start Selected passage
Archive for the ‘newspapers’ Category

No parking off Stanier Street   2 comments

no parking off stanier 1

When it turned up in the local newspaper, I recognised the alley as one of my regular cut-throughs on runs in the neighbourhood.  Later that same day it turned up on the BBC nightly News so the next morning I decided to go back for my own document of the boondoggle.

Double yellow lines limit parking from the center of the street to the kerb (curb) on the side of the street they are painted; you can stop to load/unload but otherwise the space must be left clear for emergency vehicles.  So, when a fire engine needs to get through the area above…see what everyone is on about?

no parking off stanier 2

My own photo really adds nothing to the debate and only serves to show that I need a few more sit-ups and lot less alcohol on a weekly basis (the gut alone would block an ambulance’s passage).  Here’s the same photo with two vehicles illegally parked, scaled to the alleyway’s dimensions:

no parking off stanier 3

Everyone wants a picture of this alley, now.  While there setting up my own camera two different citizens with SLRs popped up at the wide end and another at the narrow bit.  I posed with my arms partly stretched to the walls for one of the photographers.

The Swindon Starlings   Leave a comment

I noticed them before we moved house in January, the thick flocks of birds flying their synchronized and psychedelic patterns in the dusk sky.  I thought it was neat, but apparently it is also unusual for it to last so long or with such large aggregations of birds.  The Beeb (and other news distributors) have taken notice and their stories are worth a look for photos of the beautiful aerobatic patterns.  I noticed patterns, too, on my way to the butcher:

north swindon starling shit

The News of the Week Ending 10 March 2013   Leave a comment

There was little exercise and fuck-all going out for anything aside from bare necessities this week as fever, aches, and blinding congestive pressure took hold.  To have something new for the blog this week, I did what I always do when ill…I scanned the news.  Here are some highlights from the week.
end Selected passage
### Task 1
Retype the listing lines starting at the line that contains "rows, with integer pixel coordinates." and ending at the final line of the listing.
The blog archive and the listing have no connection to each other.
start Task data
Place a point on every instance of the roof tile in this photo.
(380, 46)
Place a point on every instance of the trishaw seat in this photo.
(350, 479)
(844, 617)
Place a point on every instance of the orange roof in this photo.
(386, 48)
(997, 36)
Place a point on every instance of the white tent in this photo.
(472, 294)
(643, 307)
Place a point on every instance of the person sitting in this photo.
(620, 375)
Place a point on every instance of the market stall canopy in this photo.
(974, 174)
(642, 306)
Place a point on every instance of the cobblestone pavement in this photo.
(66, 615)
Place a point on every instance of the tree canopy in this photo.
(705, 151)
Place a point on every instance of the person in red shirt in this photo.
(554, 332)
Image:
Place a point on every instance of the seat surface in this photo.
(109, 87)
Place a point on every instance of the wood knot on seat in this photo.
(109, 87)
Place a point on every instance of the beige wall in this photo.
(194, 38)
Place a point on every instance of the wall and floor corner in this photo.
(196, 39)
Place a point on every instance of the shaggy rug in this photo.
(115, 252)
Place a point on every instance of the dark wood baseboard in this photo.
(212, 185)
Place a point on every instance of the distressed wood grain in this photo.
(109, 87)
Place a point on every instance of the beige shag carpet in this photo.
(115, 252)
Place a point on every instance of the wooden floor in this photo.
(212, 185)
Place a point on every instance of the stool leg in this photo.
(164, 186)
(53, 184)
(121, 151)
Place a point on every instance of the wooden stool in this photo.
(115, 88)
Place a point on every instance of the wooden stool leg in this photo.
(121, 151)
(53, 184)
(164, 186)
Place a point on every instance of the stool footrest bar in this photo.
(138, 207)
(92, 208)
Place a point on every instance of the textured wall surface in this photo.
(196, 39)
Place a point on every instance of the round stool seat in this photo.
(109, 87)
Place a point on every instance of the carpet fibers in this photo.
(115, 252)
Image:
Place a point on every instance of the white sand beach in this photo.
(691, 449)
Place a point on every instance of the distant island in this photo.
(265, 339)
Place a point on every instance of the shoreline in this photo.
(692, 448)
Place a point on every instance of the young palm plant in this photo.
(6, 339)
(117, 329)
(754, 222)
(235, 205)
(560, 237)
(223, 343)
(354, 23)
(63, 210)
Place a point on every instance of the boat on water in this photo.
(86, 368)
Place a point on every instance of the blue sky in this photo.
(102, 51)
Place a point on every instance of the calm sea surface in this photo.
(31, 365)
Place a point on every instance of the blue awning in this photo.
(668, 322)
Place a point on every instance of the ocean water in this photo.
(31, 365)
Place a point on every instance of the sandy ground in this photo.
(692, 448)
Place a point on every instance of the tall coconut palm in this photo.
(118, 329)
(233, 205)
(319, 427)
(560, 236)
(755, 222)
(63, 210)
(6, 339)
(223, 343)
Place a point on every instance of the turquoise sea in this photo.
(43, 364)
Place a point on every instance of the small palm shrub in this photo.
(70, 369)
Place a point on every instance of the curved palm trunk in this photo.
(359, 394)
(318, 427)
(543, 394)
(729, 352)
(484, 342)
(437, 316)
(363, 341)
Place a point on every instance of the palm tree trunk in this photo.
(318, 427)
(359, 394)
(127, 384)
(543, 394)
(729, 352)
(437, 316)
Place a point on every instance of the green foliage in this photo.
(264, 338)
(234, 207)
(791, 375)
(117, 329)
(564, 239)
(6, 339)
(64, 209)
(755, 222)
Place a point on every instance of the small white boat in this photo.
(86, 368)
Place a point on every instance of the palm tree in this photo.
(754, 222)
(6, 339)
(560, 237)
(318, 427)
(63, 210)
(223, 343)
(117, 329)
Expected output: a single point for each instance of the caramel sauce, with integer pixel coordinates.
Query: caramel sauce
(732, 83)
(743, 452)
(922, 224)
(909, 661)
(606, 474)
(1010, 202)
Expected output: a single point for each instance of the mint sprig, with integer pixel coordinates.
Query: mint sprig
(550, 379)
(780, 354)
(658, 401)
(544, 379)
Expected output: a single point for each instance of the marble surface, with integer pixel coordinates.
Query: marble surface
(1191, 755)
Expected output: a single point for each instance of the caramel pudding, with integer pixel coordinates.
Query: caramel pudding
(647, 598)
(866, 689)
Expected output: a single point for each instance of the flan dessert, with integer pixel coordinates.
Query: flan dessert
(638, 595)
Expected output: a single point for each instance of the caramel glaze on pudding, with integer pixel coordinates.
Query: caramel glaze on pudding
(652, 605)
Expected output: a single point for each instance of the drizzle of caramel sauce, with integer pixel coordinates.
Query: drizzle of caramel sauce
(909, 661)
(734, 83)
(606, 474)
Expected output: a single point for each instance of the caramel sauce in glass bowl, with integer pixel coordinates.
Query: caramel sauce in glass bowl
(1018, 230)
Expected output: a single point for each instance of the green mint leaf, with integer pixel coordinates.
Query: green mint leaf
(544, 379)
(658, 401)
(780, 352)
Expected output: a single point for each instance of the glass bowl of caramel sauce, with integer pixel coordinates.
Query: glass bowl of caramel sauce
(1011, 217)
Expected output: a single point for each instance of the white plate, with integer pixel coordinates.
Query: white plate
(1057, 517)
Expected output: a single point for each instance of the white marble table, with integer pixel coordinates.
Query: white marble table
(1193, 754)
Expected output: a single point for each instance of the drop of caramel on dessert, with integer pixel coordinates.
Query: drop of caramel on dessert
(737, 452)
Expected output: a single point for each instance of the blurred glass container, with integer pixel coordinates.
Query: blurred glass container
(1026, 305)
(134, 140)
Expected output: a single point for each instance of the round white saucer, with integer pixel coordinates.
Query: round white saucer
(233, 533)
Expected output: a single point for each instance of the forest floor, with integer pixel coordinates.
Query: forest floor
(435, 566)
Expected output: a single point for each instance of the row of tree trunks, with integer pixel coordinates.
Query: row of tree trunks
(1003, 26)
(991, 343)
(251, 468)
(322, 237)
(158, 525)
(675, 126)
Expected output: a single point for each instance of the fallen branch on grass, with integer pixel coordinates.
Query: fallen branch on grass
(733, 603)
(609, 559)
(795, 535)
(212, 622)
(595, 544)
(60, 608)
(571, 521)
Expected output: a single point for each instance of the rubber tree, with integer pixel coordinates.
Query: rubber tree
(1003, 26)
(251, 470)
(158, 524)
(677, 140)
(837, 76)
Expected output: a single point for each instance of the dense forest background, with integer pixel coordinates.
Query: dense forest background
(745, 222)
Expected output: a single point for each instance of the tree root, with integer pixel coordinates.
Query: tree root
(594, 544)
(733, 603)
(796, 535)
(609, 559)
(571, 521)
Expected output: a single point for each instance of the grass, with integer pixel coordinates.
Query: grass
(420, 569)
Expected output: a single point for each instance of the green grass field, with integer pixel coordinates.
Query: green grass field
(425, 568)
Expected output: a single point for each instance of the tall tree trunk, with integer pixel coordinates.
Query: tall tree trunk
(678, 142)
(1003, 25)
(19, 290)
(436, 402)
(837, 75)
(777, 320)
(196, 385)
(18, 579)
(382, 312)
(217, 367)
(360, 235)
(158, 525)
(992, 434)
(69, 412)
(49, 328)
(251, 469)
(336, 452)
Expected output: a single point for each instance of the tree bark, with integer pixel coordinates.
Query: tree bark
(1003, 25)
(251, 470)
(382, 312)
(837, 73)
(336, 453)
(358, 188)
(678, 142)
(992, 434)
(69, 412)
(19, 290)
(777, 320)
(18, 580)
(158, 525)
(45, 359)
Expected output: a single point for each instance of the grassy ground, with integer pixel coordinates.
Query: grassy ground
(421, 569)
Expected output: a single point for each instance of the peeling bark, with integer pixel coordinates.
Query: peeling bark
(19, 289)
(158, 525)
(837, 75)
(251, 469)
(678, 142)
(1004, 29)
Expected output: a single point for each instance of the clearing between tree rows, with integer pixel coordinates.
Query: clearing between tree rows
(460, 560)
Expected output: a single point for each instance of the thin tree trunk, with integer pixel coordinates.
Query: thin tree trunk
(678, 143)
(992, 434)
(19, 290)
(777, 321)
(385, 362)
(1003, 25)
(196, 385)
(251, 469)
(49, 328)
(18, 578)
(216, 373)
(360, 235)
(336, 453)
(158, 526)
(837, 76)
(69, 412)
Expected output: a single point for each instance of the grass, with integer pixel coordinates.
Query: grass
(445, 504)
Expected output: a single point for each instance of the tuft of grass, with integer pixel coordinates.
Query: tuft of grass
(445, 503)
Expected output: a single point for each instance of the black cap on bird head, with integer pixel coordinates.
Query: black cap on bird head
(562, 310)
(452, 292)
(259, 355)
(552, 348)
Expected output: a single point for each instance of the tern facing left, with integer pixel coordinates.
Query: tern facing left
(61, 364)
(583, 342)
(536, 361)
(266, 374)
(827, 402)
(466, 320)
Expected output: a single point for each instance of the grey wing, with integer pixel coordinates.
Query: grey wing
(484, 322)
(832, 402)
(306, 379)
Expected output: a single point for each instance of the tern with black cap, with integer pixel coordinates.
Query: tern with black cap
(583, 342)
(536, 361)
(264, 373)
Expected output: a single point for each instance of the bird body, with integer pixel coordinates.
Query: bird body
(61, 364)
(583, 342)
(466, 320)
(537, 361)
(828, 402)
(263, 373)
end Task data
### Task 2
Extend the blog archive of newspaper posts, picking up after its last sentence.

### Task answer 1
Expected output: a single point for each instance of the clearing between tree rows, with integer pixel coordinates.
Query: clearing between tree rows
(460, 560)
Expected output: a single point for each instance of the thin tree trunk, with integer pixel coordinates.
Query: thin tree trunk
(678, 143)
(992, 434)
(19, 290)
(777, 321)
(385, 362)
(1003, 25)
(196, 385)
(251, 469)
(49, 328)
(18, 578)
(216, 373)
(360, 235)
(336, 453)
(158, 526)
(837, 76)
(69, 412)
Expected output: a single point for each instance of the grass, with integer pixel coordinates.
Query: grass
(445, 504)
Expected output: a single point for each instance of the tuft of grass, with integer pixel coordinates.
Query: tuft of grass
(445, 503)
Expected output: a single point for each instance of the black cap on bird head, with integer pixel coordinates.
Query: black cap on bird head
(562, 310)
(452, 292)
(259, 355)
(552, 348)
Expected output: a single point for each instance of the tern facing left, with integer pixel coordinates.
Query: tern facing left
(61, 364)
(583, 342)
(536, 361)
(266, 374)
(827, 402)
(466, 320)
Expected output: a single point for each instance of the grey wing, with integer pixel coordinates.
Query: grey wing
(484, 322)
(832, 402)
(306, 379)
Expected output: a single point for each instance of the tern with black cap, with integer pixel coordinates.
Query: tern with black cap
(583, 342)
(536, 361)
(264, 373)
Expected output: a single point for each instance of the bird body, with integer pixel coordinates.
Query: bird body
(61, 364)
(583, 342)
(466, 320)
(537, 361)
(828, 402)
(263, 373)

### Task answer 2
Dogs And Owners Gather For 2013 Crufts Dog Show

The Crufts Dog Show started this week and will continue for much of the next 8 months.  I used to think that the BBC should dedicate a channel exclusively to darts, snooker, and Crufts but a friend pointed out that they already have one called BBC 2.  It is interesting to see the odd breeds that have developed over the years, though.

Venezuela Election

Rest in peace, brother Chavez.

Once, me and Hugo were out drinking and, boy, could he put it away!  I overdid it and puked all over myself, covering my shirt in filth.  ”What am I going to tell Jackie?  She hates when I embarrass myself in front of heads-of-state.”

Thinking quickly, Hugo stuffed a 20 peso note in my shirt pocket: “tell her a guy at the bar did this and gave you the note to pay for the cleaning.”

I got back to the hacienda and she hit the roof and I told her Hugo’s story at which point she calmed right down–Hugo was a genius of crisis control.

Then, Jackie said, “hey, Bun…why are there TWO twenties in your shirt?”

“Oh, that other one is from the guy that shit in my pants.”

NK boy band

North Korea severed musical relations with Seoul during the week.  Here we see evidence of Pyongyang’s development of prohibited Boy Band Technology.  Worrying though this may be, few experts believe that this is Da Bomb.

Four years in England   Leave a comment

res permit front

So, four years now (or, rather, next week it will be…here’s the annual reports for years Three, Two, and One for historical perspective).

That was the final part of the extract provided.